[Entries taken from a collection]

____

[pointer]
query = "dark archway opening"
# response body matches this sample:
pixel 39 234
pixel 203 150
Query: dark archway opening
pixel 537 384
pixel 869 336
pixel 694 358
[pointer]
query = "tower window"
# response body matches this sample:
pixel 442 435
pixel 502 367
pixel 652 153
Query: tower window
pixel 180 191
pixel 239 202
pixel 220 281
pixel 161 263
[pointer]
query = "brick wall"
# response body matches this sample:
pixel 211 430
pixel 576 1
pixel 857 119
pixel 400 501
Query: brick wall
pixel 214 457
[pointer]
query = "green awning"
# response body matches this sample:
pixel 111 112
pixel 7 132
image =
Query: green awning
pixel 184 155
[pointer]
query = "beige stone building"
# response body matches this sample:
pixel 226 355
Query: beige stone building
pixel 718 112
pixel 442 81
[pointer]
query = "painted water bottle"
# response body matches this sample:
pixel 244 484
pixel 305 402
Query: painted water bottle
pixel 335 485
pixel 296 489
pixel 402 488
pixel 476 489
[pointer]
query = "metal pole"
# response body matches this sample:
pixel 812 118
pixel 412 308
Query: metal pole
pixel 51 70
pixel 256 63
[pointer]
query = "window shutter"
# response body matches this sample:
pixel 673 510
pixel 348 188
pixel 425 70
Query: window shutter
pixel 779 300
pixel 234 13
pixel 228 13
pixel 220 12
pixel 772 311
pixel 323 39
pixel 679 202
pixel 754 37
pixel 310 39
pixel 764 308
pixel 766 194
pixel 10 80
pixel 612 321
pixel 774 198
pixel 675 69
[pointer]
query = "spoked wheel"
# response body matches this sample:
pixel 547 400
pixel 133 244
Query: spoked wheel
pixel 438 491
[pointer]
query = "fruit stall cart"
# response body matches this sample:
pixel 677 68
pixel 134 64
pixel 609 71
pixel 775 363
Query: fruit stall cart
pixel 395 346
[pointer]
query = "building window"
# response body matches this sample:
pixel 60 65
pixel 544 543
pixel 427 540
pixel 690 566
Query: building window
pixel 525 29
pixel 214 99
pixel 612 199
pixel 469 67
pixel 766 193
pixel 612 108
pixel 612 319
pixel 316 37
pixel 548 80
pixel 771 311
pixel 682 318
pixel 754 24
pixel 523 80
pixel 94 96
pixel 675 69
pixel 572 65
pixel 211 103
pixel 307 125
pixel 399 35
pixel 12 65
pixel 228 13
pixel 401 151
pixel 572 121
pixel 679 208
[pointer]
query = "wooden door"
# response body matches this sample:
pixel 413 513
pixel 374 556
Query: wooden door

____

Each entry is to be retyped exactly as it appears.

[pointer]
query = "dark archway opening"
# response body matches this sample:
pixel 39 234
pixel 203 150
Query: dark archway opening
pixel 537 384
pixel 869 336
pixel 694 358
[pointer]
query = "tower window"
# response body matches this sample:
pixel 442 435
pixel 502 367
pixel 652 153
Query: tower window
pixel 180 191
pixel 239 202
pixel 220 281
pixel 161 263
[pointer]
query = "brick wall"
# response body matches this sample:
pixel 211 430
pixel 576 1
pixel 857 119
pixel 400 501
Query: brick wall
pixel 214 457
[pointer]
query = "green awning"
# response body matches this sample:
pixel 111 112
pixel 7 132
image =
Query: green awning
pixel 184 155
[pointer]
query = "beige stone building"
# response body matches this sample:
pixel 226 355
Query: beige stone building
pixel 718 112
pixel 442 81
[pointer]
query = "painted water bottle"
# response body matches this sample:
pixel 244 484
pixel 305 402
Query: painted water bottle
pixel 335 485
pixel 296 489
pixel 402 488
pixel 476 489
[pointer]
query = "metal pole"
# response body matches this sample:
pixel 812 118
pixel 412 308
Query: metal pole
pixel 51 70
pixel 256 63
[pointer]
query = "window shutter"
# response body matches this sample:
pixel 673 510
pixel 348 188
pixel 425 70
Query: window shutter
pixel 779 300
pixel 234 13
pixel 228 13
pixel 220 12
pixel 772 311
pixel 323 39
pixel 679 202
pixel 754 37
pixel 310 39
pixel 764 308
pixel 766 194
pixel 10 80
pixel 612 321
pixel 774 198
pixel 675 69
[pointer]
query = "spoked wheel"
# response body matches this sample:
pixel 547 400
pixel 133 244
Query: spoked wheel
pixel 438 491
[pointer]
query = "fruit stall cart"
# response body matches this sample:
pixel 677 68
pixel 134 64
pixel 609 71
pixel 775 363
Query: fruit stall cart
pixel 395 346
[pointer]
query = "building window"
# response body matches this sample:
pixel 60 65
pixel 544 543
pixel 427 540
pixel 690 566
Query: building window
pixel 525 29
pixel 214 99
pixel 612 199
pixel 469 67
pixel 766 193
pixel 612 108
pixel 612 319
pixel 316 37
pixel 548 80
pixel 771 311
pixel 682 318
pixel 754 24
pixel 523 80
pixel 94 96
pixel 675 69
pixel 572 65
pixel 211 103
pixel 307 125
pixel 399 35
pixel 12 65
pixel 228 13
pixel 401 151
pixel 572 121
pixel 679 208
[pointer]
query = "wooden door"
# response body matches this sample:
pixel 413 513
pixel 374 556
Query: wooden door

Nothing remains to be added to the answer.